(Source rows)
════════

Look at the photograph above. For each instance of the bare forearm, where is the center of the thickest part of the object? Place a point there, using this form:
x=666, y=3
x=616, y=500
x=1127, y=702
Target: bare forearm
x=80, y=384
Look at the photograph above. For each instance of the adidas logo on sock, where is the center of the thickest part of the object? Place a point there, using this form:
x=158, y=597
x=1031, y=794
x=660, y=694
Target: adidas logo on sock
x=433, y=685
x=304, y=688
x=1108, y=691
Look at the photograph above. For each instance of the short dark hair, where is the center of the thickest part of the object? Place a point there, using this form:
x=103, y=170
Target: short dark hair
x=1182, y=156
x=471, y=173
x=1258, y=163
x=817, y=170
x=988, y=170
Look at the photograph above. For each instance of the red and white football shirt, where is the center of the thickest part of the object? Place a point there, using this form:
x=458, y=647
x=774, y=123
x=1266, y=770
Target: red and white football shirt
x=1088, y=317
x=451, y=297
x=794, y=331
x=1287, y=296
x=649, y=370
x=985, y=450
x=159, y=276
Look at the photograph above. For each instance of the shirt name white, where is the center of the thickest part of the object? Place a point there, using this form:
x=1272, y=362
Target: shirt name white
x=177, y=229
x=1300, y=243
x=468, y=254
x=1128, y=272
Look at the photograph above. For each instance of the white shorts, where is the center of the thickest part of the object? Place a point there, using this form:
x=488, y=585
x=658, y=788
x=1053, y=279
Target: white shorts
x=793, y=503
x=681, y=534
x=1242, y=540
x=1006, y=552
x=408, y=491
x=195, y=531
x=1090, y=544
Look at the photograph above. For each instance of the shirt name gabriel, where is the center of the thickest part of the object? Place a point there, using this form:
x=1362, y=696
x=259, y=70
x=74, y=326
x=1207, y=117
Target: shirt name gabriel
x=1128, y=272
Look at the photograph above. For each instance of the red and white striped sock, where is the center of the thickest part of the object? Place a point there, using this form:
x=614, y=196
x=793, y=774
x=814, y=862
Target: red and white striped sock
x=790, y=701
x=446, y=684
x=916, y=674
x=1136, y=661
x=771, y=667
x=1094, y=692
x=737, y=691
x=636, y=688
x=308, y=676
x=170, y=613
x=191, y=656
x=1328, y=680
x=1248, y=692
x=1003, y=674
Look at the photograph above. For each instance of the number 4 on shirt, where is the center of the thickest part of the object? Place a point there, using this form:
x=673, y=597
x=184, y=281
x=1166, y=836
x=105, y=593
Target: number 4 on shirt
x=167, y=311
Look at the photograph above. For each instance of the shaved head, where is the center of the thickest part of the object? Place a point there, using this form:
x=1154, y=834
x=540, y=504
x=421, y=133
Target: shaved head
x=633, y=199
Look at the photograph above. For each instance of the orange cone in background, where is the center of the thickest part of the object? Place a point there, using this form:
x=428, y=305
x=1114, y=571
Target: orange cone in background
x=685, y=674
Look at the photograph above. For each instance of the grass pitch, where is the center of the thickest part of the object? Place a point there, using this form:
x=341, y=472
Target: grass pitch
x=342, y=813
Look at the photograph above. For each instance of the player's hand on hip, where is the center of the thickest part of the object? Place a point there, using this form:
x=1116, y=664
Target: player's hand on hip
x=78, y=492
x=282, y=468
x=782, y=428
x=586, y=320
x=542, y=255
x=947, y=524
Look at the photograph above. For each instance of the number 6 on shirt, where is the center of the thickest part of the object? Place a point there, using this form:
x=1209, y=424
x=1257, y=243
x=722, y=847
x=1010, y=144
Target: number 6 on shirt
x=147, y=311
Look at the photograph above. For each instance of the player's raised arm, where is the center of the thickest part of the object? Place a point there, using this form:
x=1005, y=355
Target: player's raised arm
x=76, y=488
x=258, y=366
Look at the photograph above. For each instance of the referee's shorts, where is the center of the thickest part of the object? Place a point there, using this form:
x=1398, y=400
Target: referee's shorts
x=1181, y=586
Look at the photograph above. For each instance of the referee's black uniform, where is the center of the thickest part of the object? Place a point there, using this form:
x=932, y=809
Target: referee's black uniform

════════

**Exercise**
Turn the rows above into a JSON list of strings, one string per line, and leave out any blank lines.

**Right answer**
[
  "Look at the photograph above. For each instance of the bare forearm, where is the center of the thickest part of the object? Place a point there, using this form:",
  "x=666, y=3",
  "x=616, y=500",
  "x=1127, y=702",
  "Target: bare forearm",
  "x=80, y=384",
  "Look at the photograph above. For each instance of the adidas logo on sock, where is the center of the thickest part of the object? Place a point there, using this form:",
  "x=158, y=597",
  "x=1031, y=794",
  "x=660, y=694",
  "Target: adidas logo on sock",
  "x=433, y=685",
  "x=304, y=688",
  "x=1108, y=691",
  "Look at the photograph above. For each instance of the short dark hair, where is the center of the thickest part of the object? Place a point there, using this form:",
  "x=103, y=170",
  "Target: short dark hair",
  "x=1182, y=156",
  "x=471, y=173",
  "x=1258, y=163",
  "x=817, y=170",
  "x=988, y=170",
  "Look at the photograph above. For each instance of the red and white football shirt, where is the center of the thickest part of the object? Place a point there, using this form:",
  "x=458, y=647",
  "x=774, y=123",
  "x=1266, y=770",
  "Target: red and white football shirt",
  "x=1088, y=317",
  "x=451, y=297",
  "x=794, y=331",
  "x=1287, y=296",
  "x=649, y=370",
  "x=985, y=450",
  "x=159, y=276",
  "Look at the photograph above. For each instance of the shirt name white, where is the center of the thickest part of the object? Place a point there, using this form:",
  "x=1272, y=362",
  "Target: shirt name white",
  "x=177, y=229",
  "x=1300, y=243",
  "x=468, y=254",
  "x=1128, y=272",
  "Look at the photograph above. For each instance of the white shorts, where is the center of the thickest part of the object? Place a point there, using this form:",
  "x=488, y=585",
  "x=658, y=788",
  "x=1053, y=279",
  "Target: white shorts",
  "x=793, y=503",
  "x=681, y=534",
  "x=1242, y=540",
  "x=1006, y=552",
  "x=408, y=491",
  "x=195, y=531",
  "x=1090, y=544",
  "Look at the photograph above. For each instance of the shirt name gabriel, where is the center of the thickest part of the object? Place a point there, using this form:",
  "x=1362, y=696",
  "x=259, y=70",
  "x=74, y=326",
  "x=1207, y=117",
  "Target: shirt name gabriel",
  "x=1128, y=272",
  "Look at the photograph above. For each instance of the red and white striped sock, where is the center of the thickest part of the object? Place a point there, using this form:",
  "x=614, y=196",
  "x=793, y=774",
  "x=814, y=862",
  "Target: red and white striped sock",
  "x=790, y=701",
  "x=446, y=684",
  "x=916, y=674",
  "x=1136, y=661",
  "x=771, y=667",
  "x=1094, y=692",
  "x=737, y=691",
  "x=636, y=688",
  "x=308, y=676",
  "x=170, y=613",
  "x=191, y=656",
  "x=1328, y=680",
  "x=1248, y=692",
  "x=1003, y=674",
  "Look at the photograph above. For each instance of the number 4 on shirt, where is the center of the thickest part of the object? Place a point there, using this form:",
  "x=673, y=597",
  "x=184, y=281",
  "x=1166, y=836",
  "x=105, y=593",
  "Target: number 4 on shirt",
  "x=167, y=311",
  "Look at the photograph above. For each instance of the shaved head, where is the center of the thickest part of the object? Place a point there, using this form:",
  "x=1154, y=834",
  "x=540, y=504",
  "x=421, y=133",
  "Target: shaved head",
  "x=633, y=199",
  "Look at the photograph above. For each instance of the orange cone in background, where is the center of the thickest part of the object? Place a point there, using this form:",
  "x=428, y=305",
  "x=1114, y=571",
  "Target: orange cone in background",
  "x=685, y=674",
  "Look at the photograph above. For each instance of the grass pitch, where is the center of the thickest part of the object? Place a point there, using this form:",
  "x=341, y=472",
  "Target: grass pitch",
  "x=342, y=813",
  "Look at the photograph above. For each instance of the player's hand on hip, where is the center of the thickest part of the object? Place a point there, using this form:",
  "x=1116, y=664",
  "Target: player's hand on hip",
  "x=78, y=492",
  "x=282, y=468",
  "x=782, y=428",
  "x=586, y=320",
  "x=542, y=255",
  "x=947, y=524",
  "Look at the photograph above. For each instance of the number 6 on shirt, where is the center of the thickest part of the object? Place a point there, using this form:",
  "x=1209, y=424",
  "x=1257, y=243",
  "x=722, y=847",
  "x=1010, y=144",
  "Target: number 6 on shirt",
  "x=147, y=311",
  "Look at the photograph above. For each instance of the player's raised arm, where is the center of the thickest part of the object? Place a point there, using this form:",
  "x=1005, y=355",
  "Target: player's raised arm",
  "x=76, y=488",
  "x=258, y=366",
  "Look at the photograph above. For each instance of the referee's shorts, where is the center of the thickest part of the object? Place a point there, using this form:",
  "x=1398, y=400",
  "Target: referee's shorts",
  "x=1181, y=586",
  "Look at the photograph above. For each instance of the referee's black uniform, where is the center of the thickest part of the object? Place a point there, using this form:",
  "x=932, y=809",
  "Target: referee's black uniform"
]